▶ Page
[Start]

When I run the following adaptation of the code you have posted, I get the expected print-out:

$ cat t2159.cu
#include <cstdio>
__global__ void laplacian(double *u, double *out, int Nx, int Ny, double h) {

    int gindex_x = threadIdx.x + blockIdx.x * blockDim.x;
    int gindex_y = threadIdx.y + blockIdx.y * blockDim.y;
    //int lindex_x = threadIdx.x;
    //int lindex_y = threadIdx.y;
    double h12h2 = 12.0*h*h;

    //printf("blockIdx.x: %d\n",blockIdx.x);
    //printf("blockDim.x: %d\n",blockDim.x);
    if(gindex_x + Nx*gindex_y > 1048570){
        printf("gindex: %d\n",gindex_x + Nx*gindex_y);
    }

}


const int BLOCKSIZEX = 32; // number of threads per block along dim 1
const int BLOCKSIZEY = 32; // number of threads per block along dim 2

void exec_kernel(double *u_d, double *out, int Nx, int Ny, double h){

        // compute (2D) execution configuration
        int nBlocksX = Nx / BLOCKSIZEX; // how many blocks along dim 1
        int nBlocksY = Ny / BLOCKSIZEY; // how many blocks along dim 2
        dim3 dimBlock(BLOCKSIZEX, BLOCKSIZEY); // set values
        dim3 dimGrid(nBlocksX, nBlocksY);

        // call lclv kernel
        laplacian <<< dimGrid, dimBlock >>> (u_d, out, Nx, Ny, h);
        cudaDeviceSynchronize();
}

int main(){

    double *u_d = NULL;
    double *out = NULL;
    int Nx = 1024;
    int Ny = 1024;
    double h = 0;
    exec_kernel(u_d, out, Nx, Ny, h);
}
$ nvcc -o t2159 t2159.cu
$ compute-sanitizer ./t2159
========= COMPUTE-SANITIZER
gindex: 1048571
gindex: 1048572
gindex: 1048573
gindex: 1048574
gindex: 1048575
========= ERROR SUMMARY: 0 errors
$

So I think the problem lies in something you haven’t shown.

[End]

▶ Prompt 1
Please rewrite the stretch of entries from their start through the line containing "x=268, y=108", offsetting every coordinate in the answers by -67 and keeping the requests as they are. Leave the pictures out.
The CUDA post and the entries that come after it are separate material.

[Location annotation dataset excerpts]

[Start]

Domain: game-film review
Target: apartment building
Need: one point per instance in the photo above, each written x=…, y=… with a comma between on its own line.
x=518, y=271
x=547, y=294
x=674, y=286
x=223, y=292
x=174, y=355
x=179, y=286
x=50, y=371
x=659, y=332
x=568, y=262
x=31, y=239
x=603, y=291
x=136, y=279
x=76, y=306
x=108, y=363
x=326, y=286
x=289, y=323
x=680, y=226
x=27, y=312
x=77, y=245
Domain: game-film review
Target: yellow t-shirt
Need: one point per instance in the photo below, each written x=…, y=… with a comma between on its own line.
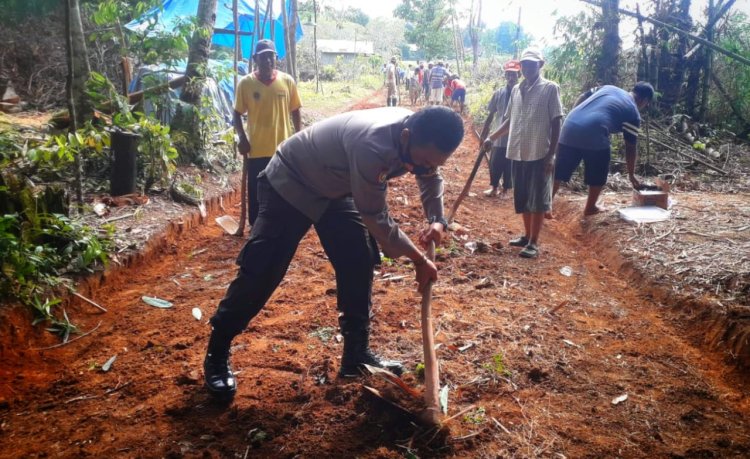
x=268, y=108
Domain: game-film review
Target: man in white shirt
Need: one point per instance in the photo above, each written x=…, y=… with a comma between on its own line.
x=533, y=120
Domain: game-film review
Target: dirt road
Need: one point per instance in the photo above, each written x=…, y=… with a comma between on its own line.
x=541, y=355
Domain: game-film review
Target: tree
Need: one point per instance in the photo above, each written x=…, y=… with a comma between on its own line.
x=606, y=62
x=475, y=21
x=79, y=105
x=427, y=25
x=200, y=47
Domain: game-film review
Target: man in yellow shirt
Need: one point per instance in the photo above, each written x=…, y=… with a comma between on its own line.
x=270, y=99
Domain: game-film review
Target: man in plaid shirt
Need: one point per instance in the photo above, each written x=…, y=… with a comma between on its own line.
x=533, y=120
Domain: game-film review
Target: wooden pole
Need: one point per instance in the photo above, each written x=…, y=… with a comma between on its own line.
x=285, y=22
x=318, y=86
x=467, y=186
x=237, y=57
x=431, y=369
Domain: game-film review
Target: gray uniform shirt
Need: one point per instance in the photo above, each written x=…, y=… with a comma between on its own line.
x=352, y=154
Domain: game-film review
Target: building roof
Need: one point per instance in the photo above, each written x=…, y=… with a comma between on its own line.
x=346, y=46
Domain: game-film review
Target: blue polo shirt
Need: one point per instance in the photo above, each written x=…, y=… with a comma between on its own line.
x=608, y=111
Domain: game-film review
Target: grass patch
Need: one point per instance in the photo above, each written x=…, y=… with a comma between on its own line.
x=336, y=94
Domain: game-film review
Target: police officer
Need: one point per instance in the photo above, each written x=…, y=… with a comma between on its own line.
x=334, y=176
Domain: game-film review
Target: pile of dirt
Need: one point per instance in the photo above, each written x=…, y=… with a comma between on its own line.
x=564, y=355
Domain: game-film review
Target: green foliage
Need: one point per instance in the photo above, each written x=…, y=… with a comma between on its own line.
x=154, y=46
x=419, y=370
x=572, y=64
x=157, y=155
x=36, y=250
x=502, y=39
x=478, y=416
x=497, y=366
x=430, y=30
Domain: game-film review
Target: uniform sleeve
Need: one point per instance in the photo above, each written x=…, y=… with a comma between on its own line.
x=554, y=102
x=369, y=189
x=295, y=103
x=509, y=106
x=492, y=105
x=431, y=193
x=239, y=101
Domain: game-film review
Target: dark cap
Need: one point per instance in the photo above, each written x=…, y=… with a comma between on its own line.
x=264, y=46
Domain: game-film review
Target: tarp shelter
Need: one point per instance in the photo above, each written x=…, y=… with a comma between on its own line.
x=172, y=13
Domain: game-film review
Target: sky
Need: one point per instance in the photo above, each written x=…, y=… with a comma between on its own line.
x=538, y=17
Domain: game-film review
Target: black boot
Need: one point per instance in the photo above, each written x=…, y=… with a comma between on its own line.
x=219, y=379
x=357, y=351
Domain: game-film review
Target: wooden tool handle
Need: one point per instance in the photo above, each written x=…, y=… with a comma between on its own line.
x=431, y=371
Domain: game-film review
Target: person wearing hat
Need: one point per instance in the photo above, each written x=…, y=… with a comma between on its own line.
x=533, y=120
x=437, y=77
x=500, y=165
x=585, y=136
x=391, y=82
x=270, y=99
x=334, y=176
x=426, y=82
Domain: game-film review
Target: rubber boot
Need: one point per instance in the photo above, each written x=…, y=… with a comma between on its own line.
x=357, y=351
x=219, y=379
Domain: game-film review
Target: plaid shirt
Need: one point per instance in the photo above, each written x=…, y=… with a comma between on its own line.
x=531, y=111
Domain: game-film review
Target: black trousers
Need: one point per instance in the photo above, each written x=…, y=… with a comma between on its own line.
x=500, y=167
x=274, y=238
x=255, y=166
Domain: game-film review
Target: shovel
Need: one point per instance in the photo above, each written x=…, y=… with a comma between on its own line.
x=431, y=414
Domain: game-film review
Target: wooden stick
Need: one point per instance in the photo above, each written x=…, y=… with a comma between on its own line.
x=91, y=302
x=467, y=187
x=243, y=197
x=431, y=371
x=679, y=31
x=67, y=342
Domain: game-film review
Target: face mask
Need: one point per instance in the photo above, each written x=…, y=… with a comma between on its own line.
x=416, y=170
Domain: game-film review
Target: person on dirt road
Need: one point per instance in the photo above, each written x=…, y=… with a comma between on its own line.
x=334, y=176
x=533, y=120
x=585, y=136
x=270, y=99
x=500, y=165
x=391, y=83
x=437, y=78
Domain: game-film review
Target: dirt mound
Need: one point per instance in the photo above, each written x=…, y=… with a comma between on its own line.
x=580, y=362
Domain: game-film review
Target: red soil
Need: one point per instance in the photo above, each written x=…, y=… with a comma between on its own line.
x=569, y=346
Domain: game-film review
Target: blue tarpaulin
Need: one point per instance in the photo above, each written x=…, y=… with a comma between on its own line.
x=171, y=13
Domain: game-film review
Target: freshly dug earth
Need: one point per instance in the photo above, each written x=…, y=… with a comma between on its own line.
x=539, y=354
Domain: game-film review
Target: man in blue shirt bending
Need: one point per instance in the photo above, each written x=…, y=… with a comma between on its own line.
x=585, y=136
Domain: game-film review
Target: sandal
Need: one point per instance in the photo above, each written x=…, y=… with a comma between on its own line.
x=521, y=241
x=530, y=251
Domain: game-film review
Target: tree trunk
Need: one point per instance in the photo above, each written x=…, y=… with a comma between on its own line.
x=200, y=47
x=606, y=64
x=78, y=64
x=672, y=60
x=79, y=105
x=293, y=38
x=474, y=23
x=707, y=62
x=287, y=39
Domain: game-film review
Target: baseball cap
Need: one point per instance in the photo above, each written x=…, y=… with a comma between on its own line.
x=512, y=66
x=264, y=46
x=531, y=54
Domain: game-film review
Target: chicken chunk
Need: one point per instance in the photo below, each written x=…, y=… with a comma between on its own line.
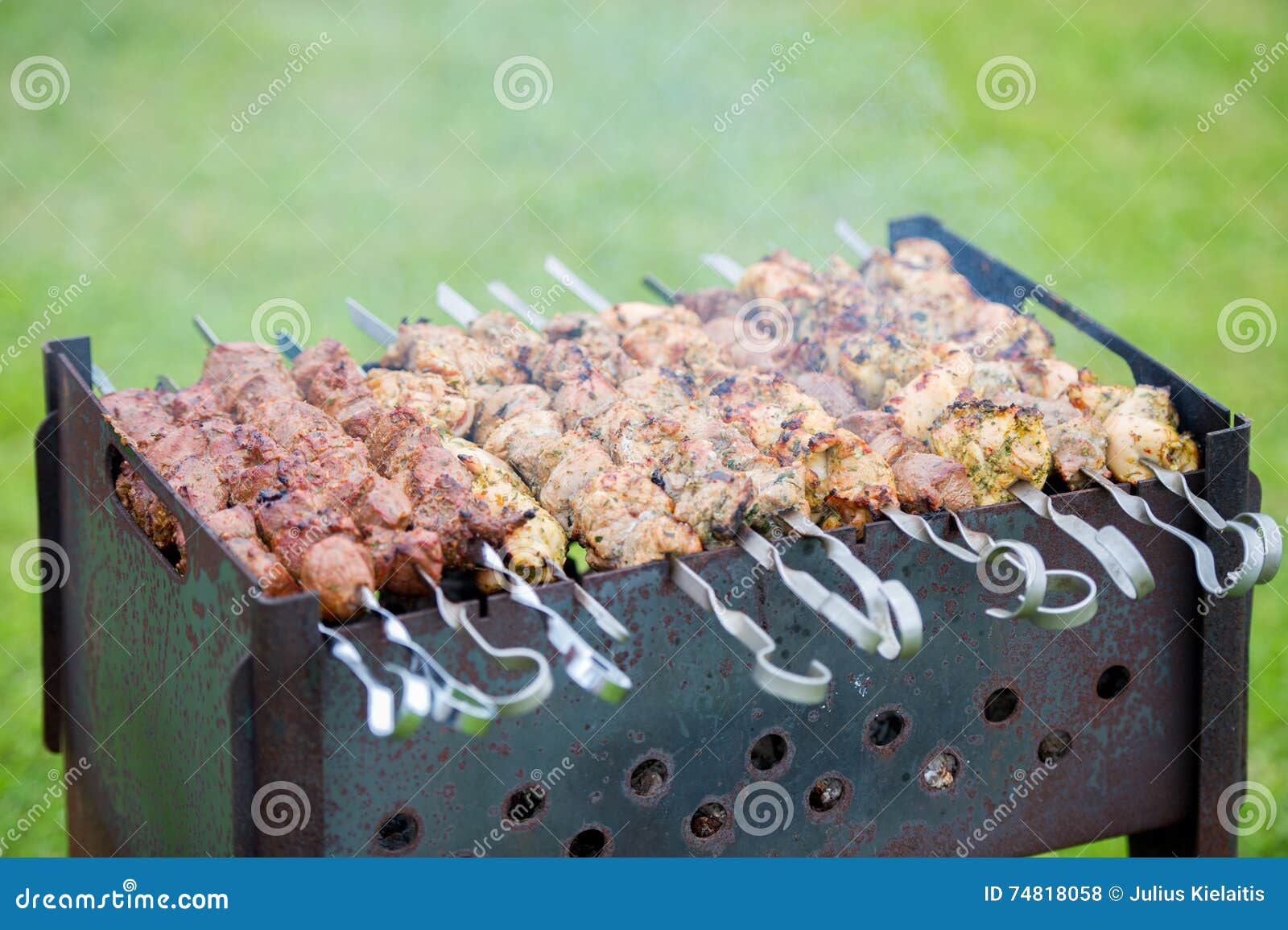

[End]

▶ Prompt 2
Repeat the CUDA post in full, word for word.

▶ Worked answer 1
Domain: game-film review
Target: apartment building
Need: one point per instance in the photo above, each written x=…, y=… with a comma between on its own line.
x=451, y=204
x=480, y=227
x=607, y=219
x=156, y=225
x=107, y=288
x=112, y=219
x=-17, y=304
x=592, y=265
x=501, y=195
x=-36, y=172
x=536, y=224
x=69, y=212
x=9, y=239
x=41, y=296
x=259, y=219
x=222, y=256
x=613, y=159
x=-40, y=245
x=10, y=178
Domain: game-film review
Target: yellow t-shirt
Need: one point per instance in the photo below, each written x=…, y=… with a comma between on its own line.
x=201, y=41

▶ Worked answer 2
When I run the following adaptation of the code you have posted, I get the expected print-out:

$ cat t2159.cu
#include <cstdio>
__global__ void laplacian(double *u, double *out, int Nx, int Ny, double h) {

    int gindex_x = threadIdx.x + blockIdx.x * blockDim.x;
    int gindex_y = threadIdx.y + blockIdx.y * blockDim.y;
    //int lindex_x = threadIdx.x;
    //int lindex_y = threadIdx.y;
    double h12h2 = 12.0*h*h;

    //printf("blockIdx.x: %d\n",blockIdx.x);
    //printf("blockDim.x: %d\n",blockDim.x);
    if(gindex_x + Nx*gindex_y > 1048570){
        printf("gindex: %d\n",gindex_x + Nx*gindex_y);
    }

}


const int BLOCKSIZEX = 32; // number of threads per block along dim 1
const int BLOCKSIZEY = 32; // number of threads per block along dim 2

void exec_kernel(double *u_d, double *out, int Nx, int Ny, double h){

        // compute (2D) execution configuration
        int nBlocksX = Nx / BLOCKSIZEX; // how many blocks along dim 1
        int nBlocksY = Ny / BLOCKSIZEY; // how many blocks along dim 2
        dim3 dimBlock(BLOCKSIZEX, BLOCKSIZEY); // set values
        dim3 dimGrid(nBlocksX, nBlocksY);

        // call lclv kernel
        laplacian <<< dimGrid, dimBlock >>> (u_d, out, Nx, Ny, h);
        cudaDeviceSynchronize();
}

int main(){

    double *u_d = NULL;
    double *out = NULL;
    int Nx = 1024;
    int Ny = 1024;
    double h = 0;
    exec_kernel(u_d, out, Nx, Ny, h);
}
$ nvcc -o t2159 t2159.cu
$ compute-sanitizer ./t2159
========= COMPUTE-SANITIZER
gindex: 1048571
gindex: 1048572
gindex: 1048573
gindex: 1048574
gindex: 1048575
========= ERROR SUMMARY: 0 errors
$

So I think the problem lies in something you haven’t shown.